### GIVEN EXERCISE 1
In the passage about Eastwick's redevelopment, how many acres of land are under consideration in the new planning process?
### GIVEN EXERCISE 2
Write the next paragraph of the passage about Eastwick's redevelopment, picking up after its final sentence.

### TEXT SHOWN
Korman, the city’s partner in the midcentury redevelopment, did build many low- and middle-income units, spreading them out in low-slung buildings. But “New Eastwick” never lived up to the hopes of its envisioners. Today, you can still see a few remaining holdouts of Old Eastwick, a moniker residents still use, century-old houses surrounded by vacancy where the government condemned and demolished hundreds of homes.

“Hindsight is 20/20,” Williams said. We were sitting in a McDonald’s on Lindbergh Boulevard after our tour in March. He had driven me past a house where the local black doctor had kept his office, and an old corner store that the coalition is hoping to have preserved, and a handful of public school properties that are now closed. “The Eastwick community was so vibrant back in the ’40s and the ’50s. If they had invested in the infrastructure of the community, you would have, I think, [a] model, integrated community. It was like a melting pot.”

Mindy Fullilove, a psychiatrist and author of the book “Root Shock: How Tearing Up City Neighborhoods Hurts America and What We Can Do About It,” knows this urban renewal legacy well. That’s why Interface Studio tapped her as a subcontractor and has brought in her group, University of Orange, to help structure the community engagement process in Eastwick.

“You know, it’s an ecosystem, right?” Fullilove said to me in March, referring to neighborhoods affected by blight declarations, eminent domain and teardowns. “You rip up an ecosystem like that and it affects everything.”

Eastwick residents are now being asked to think about the future of a few key vacant sites. They include not just the property where Korman was hoping to build back in 2012, but also two empty properties owned by the School District of Philadelphia. In all, 190 acres of land are on the table.

At a press conference in January, the PRA’s Heller announced the beginning of the new planning process for Eastwick, and said that the goal was to find uses that are palatable to neighbors and viable from an environmental, market and geotechnical perspective. That day, he also introduced a steering committee composed of community members, business leaders and representatives of various city agencies, including Councilman Johnson’s office. Terry Williams is serving as chair.

Philadelphia-headquartered planning firm Interface Studio, which won a request for proposals for planning work in the study area, has been working to gather information about the environmental risks on the various properties. Eastwick is adjacent to two Superfund sites, in addition to being prone to flooding. The firm is performing a market study to help set expectations about development. Residential, for example, might be advantageous because of the area’s proximity to jobs and transit, said Scott Page, the firm’s founder, but disadvantageous because of flooding threats and the cost of insurance. Interface is looking at open space and traffic calming possibilities too.

### SUPPLIED ENTRIES
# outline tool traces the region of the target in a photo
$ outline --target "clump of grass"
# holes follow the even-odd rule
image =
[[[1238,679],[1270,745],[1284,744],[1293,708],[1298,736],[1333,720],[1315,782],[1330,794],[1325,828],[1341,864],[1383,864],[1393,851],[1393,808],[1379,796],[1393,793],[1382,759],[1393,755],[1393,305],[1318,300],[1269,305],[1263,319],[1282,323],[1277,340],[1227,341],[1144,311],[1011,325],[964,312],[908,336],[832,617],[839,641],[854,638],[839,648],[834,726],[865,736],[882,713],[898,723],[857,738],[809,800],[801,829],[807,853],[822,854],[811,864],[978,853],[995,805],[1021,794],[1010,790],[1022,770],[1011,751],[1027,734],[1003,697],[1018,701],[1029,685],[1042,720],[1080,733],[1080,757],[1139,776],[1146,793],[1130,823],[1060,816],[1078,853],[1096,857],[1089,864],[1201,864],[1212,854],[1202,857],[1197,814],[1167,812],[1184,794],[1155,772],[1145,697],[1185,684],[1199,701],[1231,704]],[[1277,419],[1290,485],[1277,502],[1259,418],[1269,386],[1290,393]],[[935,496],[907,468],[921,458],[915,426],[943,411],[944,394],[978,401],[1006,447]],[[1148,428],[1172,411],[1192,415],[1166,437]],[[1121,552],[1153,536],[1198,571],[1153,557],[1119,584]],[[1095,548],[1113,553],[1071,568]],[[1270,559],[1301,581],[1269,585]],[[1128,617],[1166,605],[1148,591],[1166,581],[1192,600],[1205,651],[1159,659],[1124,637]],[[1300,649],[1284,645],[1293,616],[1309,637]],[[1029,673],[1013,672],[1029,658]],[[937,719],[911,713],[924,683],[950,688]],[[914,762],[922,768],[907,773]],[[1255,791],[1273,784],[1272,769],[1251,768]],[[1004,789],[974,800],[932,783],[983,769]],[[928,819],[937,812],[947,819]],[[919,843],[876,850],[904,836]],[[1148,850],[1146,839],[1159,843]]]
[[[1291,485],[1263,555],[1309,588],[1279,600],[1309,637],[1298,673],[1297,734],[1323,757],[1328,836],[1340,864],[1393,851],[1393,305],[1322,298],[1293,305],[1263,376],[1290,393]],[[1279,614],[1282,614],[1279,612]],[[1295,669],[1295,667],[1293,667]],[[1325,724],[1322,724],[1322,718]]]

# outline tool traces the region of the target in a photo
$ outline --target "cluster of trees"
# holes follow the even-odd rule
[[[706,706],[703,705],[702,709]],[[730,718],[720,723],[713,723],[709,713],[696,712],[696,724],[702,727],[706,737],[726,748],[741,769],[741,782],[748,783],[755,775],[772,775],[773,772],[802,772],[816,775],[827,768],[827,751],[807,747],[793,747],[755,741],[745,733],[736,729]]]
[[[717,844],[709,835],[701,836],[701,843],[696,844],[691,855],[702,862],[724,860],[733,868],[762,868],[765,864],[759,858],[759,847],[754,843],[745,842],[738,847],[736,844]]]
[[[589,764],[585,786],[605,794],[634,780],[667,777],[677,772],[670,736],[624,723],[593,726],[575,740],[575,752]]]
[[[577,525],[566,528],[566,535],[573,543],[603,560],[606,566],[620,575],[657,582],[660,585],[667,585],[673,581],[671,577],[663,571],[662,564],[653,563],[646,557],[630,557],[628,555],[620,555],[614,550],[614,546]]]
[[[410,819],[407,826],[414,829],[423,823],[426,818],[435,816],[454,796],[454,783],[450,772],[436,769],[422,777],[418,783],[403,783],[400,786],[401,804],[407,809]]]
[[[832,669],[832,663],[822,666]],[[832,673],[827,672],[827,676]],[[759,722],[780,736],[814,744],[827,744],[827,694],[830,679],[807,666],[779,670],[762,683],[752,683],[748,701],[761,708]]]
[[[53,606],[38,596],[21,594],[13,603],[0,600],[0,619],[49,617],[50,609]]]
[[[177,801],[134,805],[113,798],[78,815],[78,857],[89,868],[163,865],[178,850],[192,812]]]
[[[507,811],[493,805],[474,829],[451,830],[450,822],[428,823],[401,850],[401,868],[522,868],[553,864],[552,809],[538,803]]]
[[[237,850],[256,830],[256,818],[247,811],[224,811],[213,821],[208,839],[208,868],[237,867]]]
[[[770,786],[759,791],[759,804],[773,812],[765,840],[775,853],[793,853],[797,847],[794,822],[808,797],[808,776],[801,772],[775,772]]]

### EXERCISE RESULT 1
190 acres.

### EXERCISE RESULT 2
The Redevelopment Authority has budgeted around $250,000 for the planning and community engagement process. The Philadelphia International Airport, which is adjacent to Eastwick and has shown interest in expanding in some unspecified way, is kicking in half the cost. In April, the steering committee held the first of five community meetings in the neighborhood. The sanctuary at St. Paul A.M.E. Church, one of the only churches remaining from before urban renewal, was packed — overflowing, in fact. In another room, a long table was laid out with a 20th-century Eastwick timeline, on which residents were invited to add important milestones.

“My heart is full of gratitude to see you here,” Williams said. “Never in the history of Eastwick has this community had an opportunity to plan its future. If you know anything about Eastwick, you know about all of the difficulties and all the challenges — environmentally, socially, and politically — that this community has experienced. However, the train is now leaving the station as far as the future. You can clap for that.”

Much of the room clapped. But as the meeting wore on, it became clear that crafting a truly community-driven vision will be a tough road. There isn’t just one perspective in Eastwick. A variety of groups have specific interests of their own, and not all of their goals overlap. There are plenty of homeowners with a stake too. As of the 2010 census, 60 percent of the area’s homes were owner-occupied, with 40 percent rentals.

When presenters shared the results of a survey conducted by Eastwick Friends and Neighbors Coalition (EFNC) — 45 percent of respondents said the environment was their highest priority for improving Eastwick, followed by 27 percent who said it was community development — a number of attendees raised their voices to say they hadn’t been invited to participate.

After the official presentations ended, three members of a group called Eastwick United stood up in the front, commandeered the microphone, and said that they didn’t trust the process the city had created or the airport’s intentions. Several of their supporters held homemade signs in the pews: “Vocational training,” “Own, Build, Manage,” and “No airport expansion” were among them. Eastwick United has its own plan for development on some of the sites, which it shared with various officials in 2015. Fairly detailed, it includes everything from senior housing and workforce development to a vision for new educational uses at the closed school properties and restoration of the so-called sinking homes in the Town Gardens section of the neighborhood.

“Here’s what’s happening,” Tyrone Beverly, of Eastwick United, told me after the meeting. “We’re just telling them, don’t pick winners and losers. [EFNC] is only a four-year-old organization. I’ve been working around here for 35 years.”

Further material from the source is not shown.